■ **What is expected**: The data follows this line. Copy verbatim the line with "of the green" and each line after it to the end.

****************************************

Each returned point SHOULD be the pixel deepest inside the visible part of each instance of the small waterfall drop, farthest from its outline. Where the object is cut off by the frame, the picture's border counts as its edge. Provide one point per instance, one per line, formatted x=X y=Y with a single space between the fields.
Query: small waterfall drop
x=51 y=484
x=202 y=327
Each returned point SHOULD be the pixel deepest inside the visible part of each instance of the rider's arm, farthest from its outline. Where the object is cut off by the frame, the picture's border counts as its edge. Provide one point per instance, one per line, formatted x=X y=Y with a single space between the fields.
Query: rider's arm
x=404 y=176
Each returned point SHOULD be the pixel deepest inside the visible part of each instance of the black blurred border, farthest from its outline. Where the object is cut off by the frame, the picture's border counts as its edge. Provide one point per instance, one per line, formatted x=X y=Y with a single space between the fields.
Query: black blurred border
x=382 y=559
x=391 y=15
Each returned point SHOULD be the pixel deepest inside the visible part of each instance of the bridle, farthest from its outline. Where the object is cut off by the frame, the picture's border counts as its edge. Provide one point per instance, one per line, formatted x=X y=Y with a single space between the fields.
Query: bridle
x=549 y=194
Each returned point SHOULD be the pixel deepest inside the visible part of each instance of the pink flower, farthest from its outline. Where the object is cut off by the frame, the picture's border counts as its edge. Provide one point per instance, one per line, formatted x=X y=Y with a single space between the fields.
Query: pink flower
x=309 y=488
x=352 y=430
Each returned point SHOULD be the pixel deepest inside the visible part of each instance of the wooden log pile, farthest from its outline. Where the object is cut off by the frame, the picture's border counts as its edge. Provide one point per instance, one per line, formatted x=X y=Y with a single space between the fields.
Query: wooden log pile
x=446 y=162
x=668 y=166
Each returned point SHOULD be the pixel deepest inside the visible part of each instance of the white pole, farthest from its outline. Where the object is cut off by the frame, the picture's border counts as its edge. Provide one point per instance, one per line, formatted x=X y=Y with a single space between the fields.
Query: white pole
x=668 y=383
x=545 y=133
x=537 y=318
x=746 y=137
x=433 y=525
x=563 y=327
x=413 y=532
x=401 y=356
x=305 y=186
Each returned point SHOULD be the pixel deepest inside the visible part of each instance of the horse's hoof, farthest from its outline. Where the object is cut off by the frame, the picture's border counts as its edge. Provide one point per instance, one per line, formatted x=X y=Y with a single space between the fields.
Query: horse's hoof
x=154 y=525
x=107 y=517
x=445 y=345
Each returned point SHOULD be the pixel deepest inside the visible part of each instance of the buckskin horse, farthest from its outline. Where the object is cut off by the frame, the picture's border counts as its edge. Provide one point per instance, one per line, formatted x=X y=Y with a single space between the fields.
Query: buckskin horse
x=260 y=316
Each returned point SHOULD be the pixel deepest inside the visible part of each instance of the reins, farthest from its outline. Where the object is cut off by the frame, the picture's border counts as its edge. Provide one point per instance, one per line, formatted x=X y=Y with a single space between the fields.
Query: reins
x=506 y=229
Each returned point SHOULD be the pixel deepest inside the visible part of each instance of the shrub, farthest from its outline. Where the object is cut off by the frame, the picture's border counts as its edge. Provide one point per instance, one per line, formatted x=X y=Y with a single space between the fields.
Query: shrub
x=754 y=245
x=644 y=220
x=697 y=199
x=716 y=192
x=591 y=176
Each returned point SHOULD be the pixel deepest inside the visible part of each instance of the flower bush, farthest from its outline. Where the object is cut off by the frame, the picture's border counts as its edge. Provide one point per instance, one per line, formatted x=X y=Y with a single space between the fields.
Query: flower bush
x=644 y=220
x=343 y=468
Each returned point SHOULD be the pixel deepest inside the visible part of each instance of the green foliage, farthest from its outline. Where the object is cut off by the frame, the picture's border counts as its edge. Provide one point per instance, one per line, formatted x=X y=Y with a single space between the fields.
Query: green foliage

****************************************

■ **Exercise result**:
Each returned point SHOULD be the pixel deepest inside the visible part of each instance of the green foliage, farthest from its outline. Where the object is cut off by the frame, the picture's border counts as its edge. Provide one point per instance, one per line, formatted x=X y=Y with a single space between the fields.
Query: green foliage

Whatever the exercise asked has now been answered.